▶ **KETENTUAN LATIHAN**
1. Ketik ulang tanpa perubahan sedikit pun bagian teks tentang bom buku mulai dari "Firman menentukan tiga" sampai dengan "jaraknya terlalu jauh.".
2. Sebutkan semua judul sampul buku yang dirancang Firman menurut teks tentang bom buku.
3. Tuliskan lanjutan teks tentang bom buku, dimulai setelah kalimat terakhir yang tercantum.

▶ **TEKS BACAAN**
<<<<
Firman menentukan tiga judul lainnya: Yahudi Militan untuk Dhani, Pesta Narkoba di Kalangan Pejabat Negara buat Gories, dan Masih Adakah Pancasila bagi Japto. Satu sampul lagi, berjudul Tentang Yesus, yang rencananya dikirim untuk seorang pendeta di Sulawesi Utara, juga dirancang Firman. Setelah dirakit menjadi bom, pada awal Maret buku tersebut dikirim ke alamat tujuan. Menurut Pepi kepada polisi, semua paket dikirim lewat Kantor Pos Leuwiliang, Bogor. Tapi, menurut resepsionis Komunitas Utan Kayu, tempat bom untuk Ulil dikirim pada 15 Maret, pengantar paket ”tak selayaknya tukang pos atau kurir”.

Bom buku untuk Ulil meledak setelah seorang perwira polisi berusaha menjinakkannya. Bom untuk Gories, Japto, dan Dhani gagal meletus karena semua segera waspada akibat ledakan di Utan Kayu. Adapun bom untuk pendeta di Sulawesi Utara urung dikirim karena, menurut Pepi, jaraknya terlalu jauh.

Pepi lalu menyiapkan bom lain. Ia mengusung pipa dari rumah Muhammad Syarif alias Aip di Ciputat, Tangerang, dan membawanya ke rumah Awi di Bekasi. Di sana, dari sore hingga sekitar pukul 03.00, ia berkutat merangkai bom. Ia menulis pada cangkang paket: ”Isi: Bom”. Kepada polisi, Pepi mengatakan tulisan itu dibuat agar paket tak dibuka orang yang menemukan.

Ia membidik target kakap: Presiden Susilo Bambang Yudhoyono. Pepi menyatakan geram lantaran Yudhoyono tak mengindahkan Surat Ulama kepada Penguasa, buku yang ditulis pemimpin Jamaah Ansharut Tauhid, Abu Bakar Ba’asyir. Yudhoyono, kata dia, tidak menerapkan hukum Islam dan akan dijadikan sasaran pengeboman. Pada Agustus 2010, ia pernah mencoba menyerang rombongan Yudhoyono dengan menaruh bom di Cawang, Jakarta Timur, tapi gagal.

Dari media massa, Pepi tahu Yudhoyono biasanya berangkat dari rumah pribadinya di Puri Cikeas, Bogor, sekitar pukul 09.00. Rencananya, bom akan diledakkan dari jarak jauh ketika Yudhoyono melintas. Alat kontrol dibuat dari telepon seluler Nokia 3100. Pagi-pagi buta, selesai merakit bom, Pepi membonceng Awi seraya memangku bom setebal 15 sentimeter dan panjang 30-40 sentimeter.
>>>>
▶ **MATERI YANG DISEDIAKAN**
<<<<
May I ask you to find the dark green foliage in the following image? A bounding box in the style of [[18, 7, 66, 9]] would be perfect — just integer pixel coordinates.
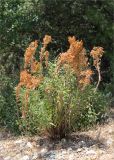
[[0, 68, 19, 133], [18, 64, 108, 138]]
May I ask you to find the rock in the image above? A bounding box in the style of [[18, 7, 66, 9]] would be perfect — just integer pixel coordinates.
[[22, 155, 30, 160], [26, 142, 33, 148], [32, 153, 38, 160], [108, 128, 113, 134], [86, 150, 96, 155], [15, 139, 23, 144], [77, 148, 82, 152], [78, 141, 86, 147], [0, 156, 4, 160], [67, 147, 72, 152], [4, 156, 12, 160], [40, 148, 48, 157], [61, 138, 67, 144], [106, 138, 113, 146]]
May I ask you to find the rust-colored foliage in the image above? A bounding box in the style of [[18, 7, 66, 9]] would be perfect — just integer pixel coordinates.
[[58, 36, 93, 86], [16, 35, 104, 118]]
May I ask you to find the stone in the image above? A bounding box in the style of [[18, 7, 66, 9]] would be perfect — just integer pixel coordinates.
[[78, 141, 86, 147], [77, 148, 82, 152], [86, 150, 96, 155], [32, 153, 38, 160], [15, 139, 23, 144], [4, 156, 11, 160], [22, 155, 30, 160], [106, 138, 113, 146]]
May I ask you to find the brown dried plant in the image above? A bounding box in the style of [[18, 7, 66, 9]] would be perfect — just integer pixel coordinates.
[[90, 47, 104, 91], [57, 36, 93, 86]]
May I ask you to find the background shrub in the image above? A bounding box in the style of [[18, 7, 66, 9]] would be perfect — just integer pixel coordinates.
[[0, 69, 19, 132]]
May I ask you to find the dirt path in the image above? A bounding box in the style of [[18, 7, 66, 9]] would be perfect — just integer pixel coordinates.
[[0, 109, 114, 160]]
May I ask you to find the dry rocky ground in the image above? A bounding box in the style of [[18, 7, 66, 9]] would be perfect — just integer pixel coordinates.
[[0, 109, 114, 160]]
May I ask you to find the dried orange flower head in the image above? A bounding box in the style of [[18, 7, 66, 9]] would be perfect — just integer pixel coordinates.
[[90, 47, 104, 59], [20, 70, 31, 85], [43, 35, 52, 45], [31, 60, 41, 73]]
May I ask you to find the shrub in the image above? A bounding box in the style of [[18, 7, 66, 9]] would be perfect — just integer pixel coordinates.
[[16, 35, 107, 138]]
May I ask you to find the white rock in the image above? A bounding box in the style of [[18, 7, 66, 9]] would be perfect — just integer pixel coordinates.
[[4, 156, 11, 160], [67, 147, 72, 152], [15, 139, 23, 144], [22, 155, 29, 160], [106, 138, 113, 146], [27, 142, 33, 148], [86, 150, 96, 155], [77, 148, 82, 152], [32, 153, 38, 160]]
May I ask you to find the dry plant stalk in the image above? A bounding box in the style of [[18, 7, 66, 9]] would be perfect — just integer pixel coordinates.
[[57, 36, 93, 87], [90, 47, 104, 91]]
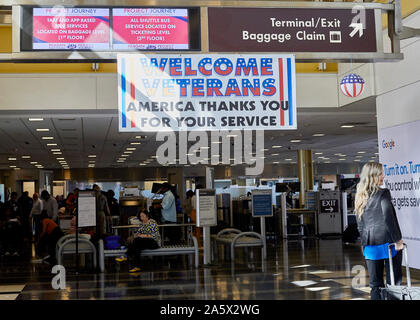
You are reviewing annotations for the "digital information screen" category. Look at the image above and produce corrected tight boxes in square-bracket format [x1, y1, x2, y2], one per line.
[32, 7, 110, 50]
[112, 8, 189, 50]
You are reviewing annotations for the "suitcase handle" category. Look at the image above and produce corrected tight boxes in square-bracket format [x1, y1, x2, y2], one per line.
[388, 243, 411, 287]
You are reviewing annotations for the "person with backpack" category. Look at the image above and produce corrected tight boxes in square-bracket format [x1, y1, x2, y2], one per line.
[354, 162, 403, 300]
[115, 209, 162, 273]
[38, 210, 64, 265]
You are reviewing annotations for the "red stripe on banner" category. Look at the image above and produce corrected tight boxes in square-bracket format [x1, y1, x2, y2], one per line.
[279, 59, 284, 126]
[359, 83, 364, 94]
[130, 82, 136, 100]
[344, 85, 353, 97]
[130, 111, 136, 128]
[130, 82, 136, 128]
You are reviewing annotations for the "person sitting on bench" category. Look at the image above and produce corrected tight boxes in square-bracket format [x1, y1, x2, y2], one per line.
[115, 209, 161, 273]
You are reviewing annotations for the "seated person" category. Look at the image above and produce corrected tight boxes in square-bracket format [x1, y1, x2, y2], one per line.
[115, 209, 161, 272]
[0, 207, 24, 256]
[38, 210, 64, 264]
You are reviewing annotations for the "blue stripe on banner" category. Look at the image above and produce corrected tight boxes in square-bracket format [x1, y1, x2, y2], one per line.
[121, 58, 127, 128]
[287, 58, 293, 126]
[174, 17, 188, 22]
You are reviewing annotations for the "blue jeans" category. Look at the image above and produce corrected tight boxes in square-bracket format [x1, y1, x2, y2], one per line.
[366, 250, 402, 300]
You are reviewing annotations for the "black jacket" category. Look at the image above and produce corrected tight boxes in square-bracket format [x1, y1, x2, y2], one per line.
[357, 189, 402, 246]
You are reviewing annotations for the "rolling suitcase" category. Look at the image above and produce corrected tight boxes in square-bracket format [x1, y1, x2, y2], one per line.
[382, 243, 420, 300]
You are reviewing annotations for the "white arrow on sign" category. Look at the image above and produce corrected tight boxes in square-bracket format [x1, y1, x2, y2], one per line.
[350, 23, 363, 38]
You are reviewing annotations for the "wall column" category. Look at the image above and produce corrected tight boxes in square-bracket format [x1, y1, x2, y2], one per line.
[297, 150, 314, 208]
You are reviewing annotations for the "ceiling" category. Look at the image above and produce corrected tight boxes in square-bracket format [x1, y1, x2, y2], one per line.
[0, 97, 378, 170]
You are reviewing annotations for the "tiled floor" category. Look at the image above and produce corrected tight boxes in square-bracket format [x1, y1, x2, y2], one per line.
[0, 239, 419, 300]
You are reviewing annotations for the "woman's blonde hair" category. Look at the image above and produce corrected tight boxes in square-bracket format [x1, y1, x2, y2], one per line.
[354, 162, 382, 219]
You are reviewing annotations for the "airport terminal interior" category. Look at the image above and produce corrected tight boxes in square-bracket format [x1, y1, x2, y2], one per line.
[0, 0, 420, 300]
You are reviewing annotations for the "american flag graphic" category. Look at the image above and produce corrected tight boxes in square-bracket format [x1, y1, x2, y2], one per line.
[340, 73, 365, 98]
[279, 58, 294, 127]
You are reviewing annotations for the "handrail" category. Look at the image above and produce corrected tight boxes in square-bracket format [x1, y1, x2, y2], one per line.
[216, 228, 242, 238]
[57, 238, 96, 268]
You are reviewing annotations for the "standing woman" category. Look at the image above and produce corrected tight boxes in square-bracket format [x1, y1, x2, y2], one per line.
[354, 162, 403, 300]
[115, 209, 161, 272]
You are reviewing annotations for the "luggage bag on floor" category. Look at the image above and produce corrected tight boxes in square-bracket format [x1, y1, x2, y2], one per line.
[382, 243, 420, 300]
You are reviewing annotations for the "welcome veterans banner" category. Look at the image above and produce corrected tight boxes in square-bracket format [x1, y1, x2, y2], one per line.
[118, 54, 297, 132]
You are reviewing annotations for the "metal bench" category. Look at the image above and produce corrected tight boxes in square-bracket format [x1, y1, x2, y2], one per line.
[55, 234, 96, 268]
[99, 235, 199, 272]
[213, 228, 266, 261]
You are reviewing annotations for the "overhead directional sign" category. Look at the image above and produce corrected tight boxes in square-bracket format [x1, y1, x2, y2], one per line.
[208, 8, 382, 52]
[320, 199, 338, 213]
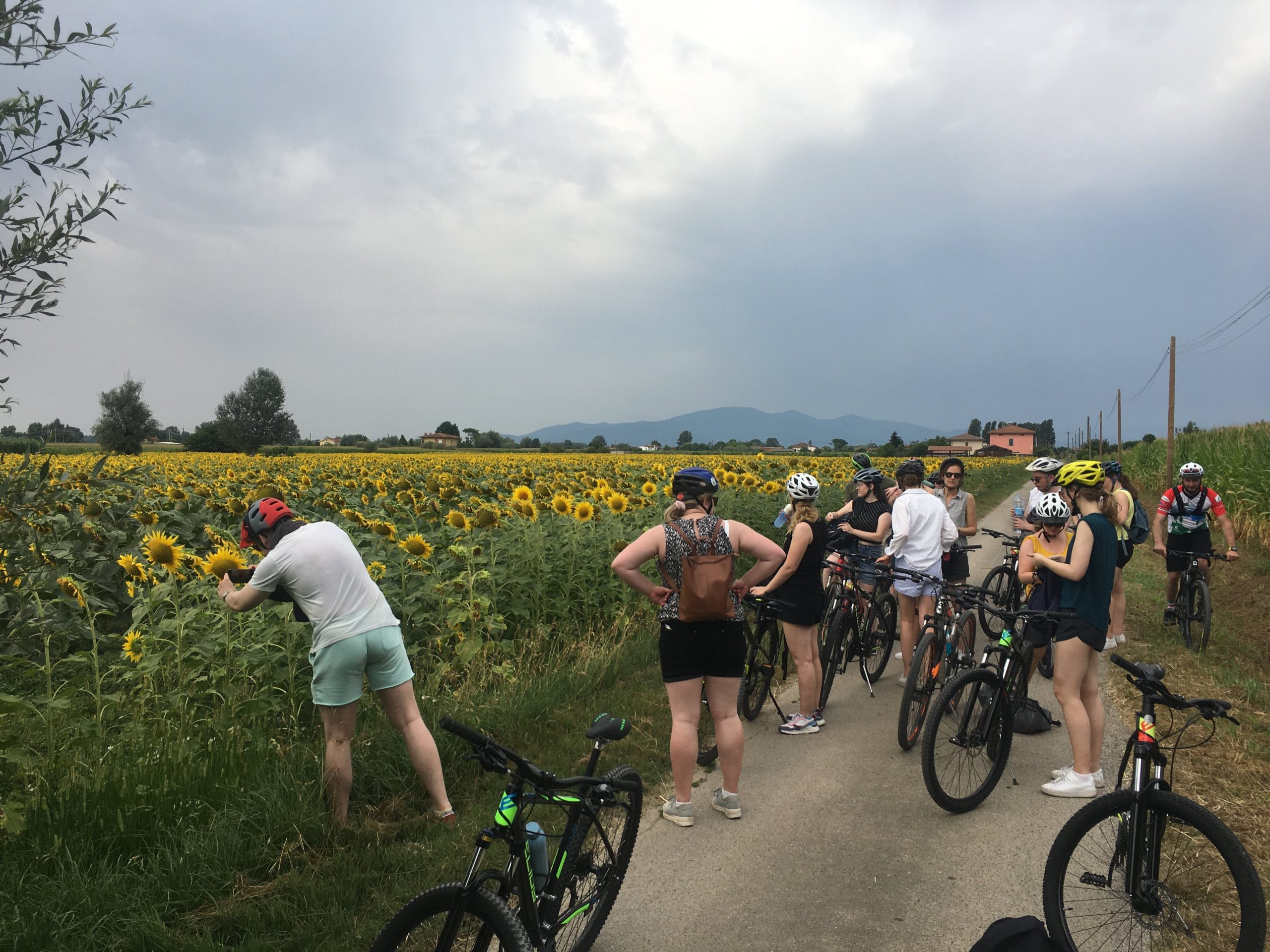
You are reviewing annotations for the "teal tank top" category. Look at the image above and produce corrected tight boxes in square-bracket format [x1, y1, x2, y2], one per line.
[1059, 513, 1115, 633]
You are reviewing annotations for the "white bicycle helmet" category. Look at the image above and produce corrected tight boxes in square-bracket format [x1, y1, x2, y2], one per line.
[1032, 492, 1072, 523]
[785, 472, 821, 503]
[1027, 456, 1063, 472]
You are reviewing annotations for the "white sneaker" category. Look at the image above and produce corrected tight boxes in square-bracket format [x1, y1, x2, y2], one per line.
[1049, 767, 1107, 789]
[1040, 771, 1098, 800]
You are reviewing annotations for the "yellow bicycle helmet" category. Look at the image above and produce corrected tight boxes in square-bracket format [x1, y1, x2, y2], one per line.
[1057, 460, 1106, 486]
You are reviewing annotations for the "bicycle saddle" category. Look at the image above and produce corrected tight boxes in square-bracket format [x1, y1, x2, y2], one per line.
[587, 714, 631, 740]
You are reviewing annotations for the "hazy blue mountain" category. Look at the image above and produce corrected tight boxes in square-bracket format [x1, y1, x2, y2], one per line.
[522, 406, 937, 447]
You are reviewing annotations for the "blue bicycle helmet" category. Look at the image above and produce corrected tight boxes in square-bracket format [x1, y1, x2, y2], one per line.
[671, 466, 719, 503]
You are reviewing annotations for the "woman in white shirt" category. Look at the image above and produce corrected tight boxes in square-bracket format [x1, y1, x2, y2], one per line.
[878, 460, 957, 684]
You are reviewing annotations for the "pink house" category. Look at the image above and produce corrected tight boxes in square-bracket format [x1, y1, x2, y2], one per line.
[987, 425, 1036, 456]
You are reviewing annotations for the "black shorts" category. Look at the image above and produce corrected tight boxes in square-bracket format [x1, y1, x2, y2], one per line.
[944, 548, 970, 581]
[657, 621, 746, 684]
[1115, 538, 1133, 569]
[1165, 530, 1213, 573]
[1054, 616, 1107, 651]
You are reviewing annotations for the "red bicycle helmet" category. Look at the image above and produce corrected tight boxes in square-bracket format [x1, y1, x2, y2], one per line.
[239, 496, 296, 548]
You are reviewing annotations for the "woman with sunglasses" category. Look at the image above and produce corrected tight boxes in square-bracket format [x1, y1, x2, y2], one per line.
[935, 456, 979, 585]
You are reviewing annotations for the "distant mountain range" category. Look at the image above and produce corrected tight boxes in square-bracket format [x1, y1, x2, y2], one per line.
[522, 406, 939, 447]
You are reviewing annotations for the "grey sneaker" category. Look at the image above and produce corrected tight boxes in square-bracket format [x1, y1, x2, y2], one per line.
[710, 787, 740, 820]
[662, 797, 692, 827]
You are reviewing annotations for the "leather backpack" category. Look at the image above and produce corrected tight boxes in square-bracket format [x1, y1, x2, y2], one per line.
[657, 519, 737, 622]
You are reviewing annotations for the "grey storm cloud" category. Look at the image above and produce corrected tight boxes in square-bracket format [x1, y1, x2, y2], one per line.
[4, 0, 1270, 435]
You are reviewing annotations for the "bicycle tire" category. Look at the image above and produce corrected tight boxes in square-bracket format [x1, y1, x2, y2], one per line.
[737, 618, 777, 721]
[922, 668, 1015, 814]
[860, 594, 899, 683]
[979, 565, 1015, 640]
[371, 882, 533, 952]
[818, 608, 847, 708]
[899, 628, 943, 750]
[1043, 789, 1266, 952]
[1186, 579, 1213, 651]
[547, 764, 644, 952]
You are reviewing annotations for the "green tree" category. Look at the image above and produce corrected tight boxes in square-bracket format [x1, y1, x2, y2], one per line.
[216, 367, 300, 453]
[0, 0, 150, 413]
[93, 374, 159, 453]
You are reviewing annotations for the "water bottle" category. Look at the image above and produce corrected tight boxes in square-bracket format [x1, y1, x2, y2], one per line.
[524, 820, 547, 892]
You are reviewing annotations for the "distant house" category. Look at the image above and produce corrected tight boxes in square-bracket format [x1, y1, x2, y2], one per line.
[419, 433, 458, 447]
[986, 424, 1036, 456]
[949, 433, 983, 456]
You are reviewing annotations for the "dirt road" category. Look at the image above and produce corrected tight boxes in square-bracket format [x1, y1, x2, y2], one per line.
[596, 487, 1124, 952]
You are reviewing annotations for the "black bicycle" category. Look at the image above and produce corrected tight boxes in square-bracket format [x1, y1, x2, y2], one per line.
[737, 595, 792, 721]
[1044, 655, 1266, 952]
[890, 569, 984, 750]
[818, 555, 899, 708]
[979, 530, 1023, 639]
[371, 714, 644, 952]
[922, 601, 1072, 814]
[1173, 552, 1225, 651]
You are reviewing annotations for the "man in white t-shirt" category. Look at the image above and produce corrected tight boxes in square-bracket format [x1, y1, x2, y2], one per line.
[216, 499, 454, 827]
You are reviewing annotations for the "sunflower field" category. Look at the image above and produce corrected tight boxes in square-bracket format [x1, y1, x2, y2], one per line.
[0, 452, 1023, 945]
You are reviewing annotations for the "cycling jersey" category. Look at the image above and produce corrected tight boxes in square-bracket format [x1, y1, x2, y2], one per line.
[1156, 486, 1225, 536]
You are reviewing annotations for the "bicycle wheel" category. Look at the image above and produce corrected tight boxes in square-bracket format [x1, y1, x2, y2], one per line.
[371, 882, 532, 952]
[899, 628, 944, 750]
[922, 668, 1015, 814]
[1185, 579, 1213, 651]
[860, 594, 896, 683]
[1044, 789, 1266, 952]
[979, 565, 1016, 641]
[547, 767, 644, 952]
[819, 607, 850, 707]
[737, 618, 780, 721]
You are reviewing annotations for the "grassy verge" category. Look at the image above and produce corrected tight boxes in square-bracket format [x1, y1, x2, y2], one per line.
[1104, 546, 1270, 908]
[0, 610, 669, 950]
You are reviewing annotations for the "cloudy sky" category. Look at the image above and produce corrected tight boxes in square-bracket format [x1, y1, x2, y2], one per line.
[2, 0, 1270, 438]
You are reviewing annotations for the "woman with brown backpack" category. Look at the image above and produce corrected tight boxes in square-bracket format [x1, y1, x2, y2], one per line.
[612, 467, 785, 827]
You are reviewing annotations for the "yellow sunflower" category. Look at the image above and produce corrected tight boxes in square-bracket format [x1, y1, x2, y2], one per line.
[123, 631, 145, 664]
[57, 575, 88, 608]
[397, 532, 432, 558]
[202, 546, 247, 579]
[141, 532, 184, 571]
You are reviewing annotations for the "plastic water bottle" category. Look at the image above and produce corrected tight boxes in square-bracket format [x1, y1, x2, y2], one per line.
[524, 820, 547, 892]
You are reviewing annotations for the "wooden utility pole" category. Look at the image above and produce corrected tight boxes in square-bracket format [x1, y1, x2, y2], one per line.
[1165, 336, 1177, 480]
[1115, 387, 1124, 463]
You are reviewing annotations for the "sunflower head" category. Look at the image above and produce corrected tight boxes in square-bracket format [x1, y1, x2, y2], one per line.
[141, 532, 184, 571]
[397, 532, 432, 558]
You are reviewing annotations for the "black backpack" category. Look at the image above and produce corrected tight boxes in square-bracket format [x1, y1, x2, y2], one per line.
[970, 915, 1063, 952]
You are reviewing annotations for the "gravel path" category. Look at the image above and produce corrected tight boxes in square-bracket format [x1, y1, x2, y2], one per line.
[596, 490, 1125, 952]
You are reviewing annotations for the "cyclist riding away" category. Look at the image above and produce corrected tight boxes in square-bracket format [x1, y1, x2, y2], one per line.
[1152, 463, 1240, 625]
[612, 466, 784, 827]
[216, 499, 454, 827]
[753, 472, 829, 734]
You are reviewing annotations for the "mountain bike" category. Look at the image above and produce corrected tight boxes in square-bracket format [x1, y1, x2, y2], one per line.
[1175, 552, 1225, 651]
[737, 595, 792, 721]
[1044, 655, 1266, 952]
[371, 714, 644, 952]
[922, 599, 1073, 814]
[979, 530, 1023, 639]
[818, 555, 899, 708]
[890, 567, 986, 750]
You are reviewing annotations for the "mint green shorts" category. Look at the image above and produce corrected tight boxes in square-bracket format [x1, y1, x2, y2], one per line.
[309, 625, 414, 707]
>>>>
▶ **JAWABAN SETIAP TUGAS**
1.
Firman menentukan tiga judul lainnya: Yahudi Militan untuk Dhani, Pesta Narkoba di Kalangan Pejabat Negara buat Gories, dan Masih Adakah Pancasila bagi Japto. Satu sampul lagi, berjudul Tentang Yesus, yang rencananya dikirim untuk seorang pendeta di Sulawesi Utara, juga dirancang Firman. Setelah dirakit menjadi bom, pada awal Maret buku tersebut dikirim ke alamat tujuan. Menurut Pepi kepada polisi, semua paket dikirim lewat Kantor Pos Leuwiliang, Bogor. Tapi, menurut resepsionis Komunitas Utan Kayu, tempat bom untuk Ulil dikirim pada 15 Maret, pengantar paket ”tak selayaknya tukang pos atau kurir”.

Bom buku untuk Ulil meledak setelah seorang perwira polisi berusaha menjinakkannya. Bom untuk Gories, Japto, dan Dhani gagal meletus karena semua segera waspada akibat ledakan di Utan Kayu. Adapun bom untuk pendeta di Sulawesi Utara urung dikirim karena, menurut Pepi, jaraknya terlalu jauh.

2. Yahudi Militan; Pesta Narkoba di Kalangan Pejabat Negara; Masih Adakah Pancasila; Tentang Yesus

3.
Mereka melaju menuju Cikeas. Keduanya melihat mobil polisi diparkir tak jauh dari perempatan Cikeas, beberapa ratus meter dari kediaman Yudhoyono. Takut tepergok, keduanya balik arah menuju Cileungsi. Mereka masuk Kota Wisata Cibubur, kompleks perumahan tak jauh dari Puri Cikeas. Bom lantas diletakkan begitu saja di bawah pohon, dekat gardu listrik. Dua hari kemudian, bom ditemukan petugas kebersihan. Sebelum dijinakkan Gegana, bom meledak.

l l l

POLISI semula tak menduga teror bom buku dilancarkan kelompok Pepi. Hari-hari pertama setelah bom meledak di Utan Kayu, polisi menemui jalan gelap. Tapi penyidikan bom Ritz-Carlton, Jakarta, dua tahun lalu membawa manfaat. Jejak Syaefudin Zuhri, tersangka pengeboman itu, di sekitar kompleks Universitas Islam Negeri Syarif Hidayatullah, Ciputat, membuka pintu ke arah Pepi. Ia lulus dari kampus itu pada 2001.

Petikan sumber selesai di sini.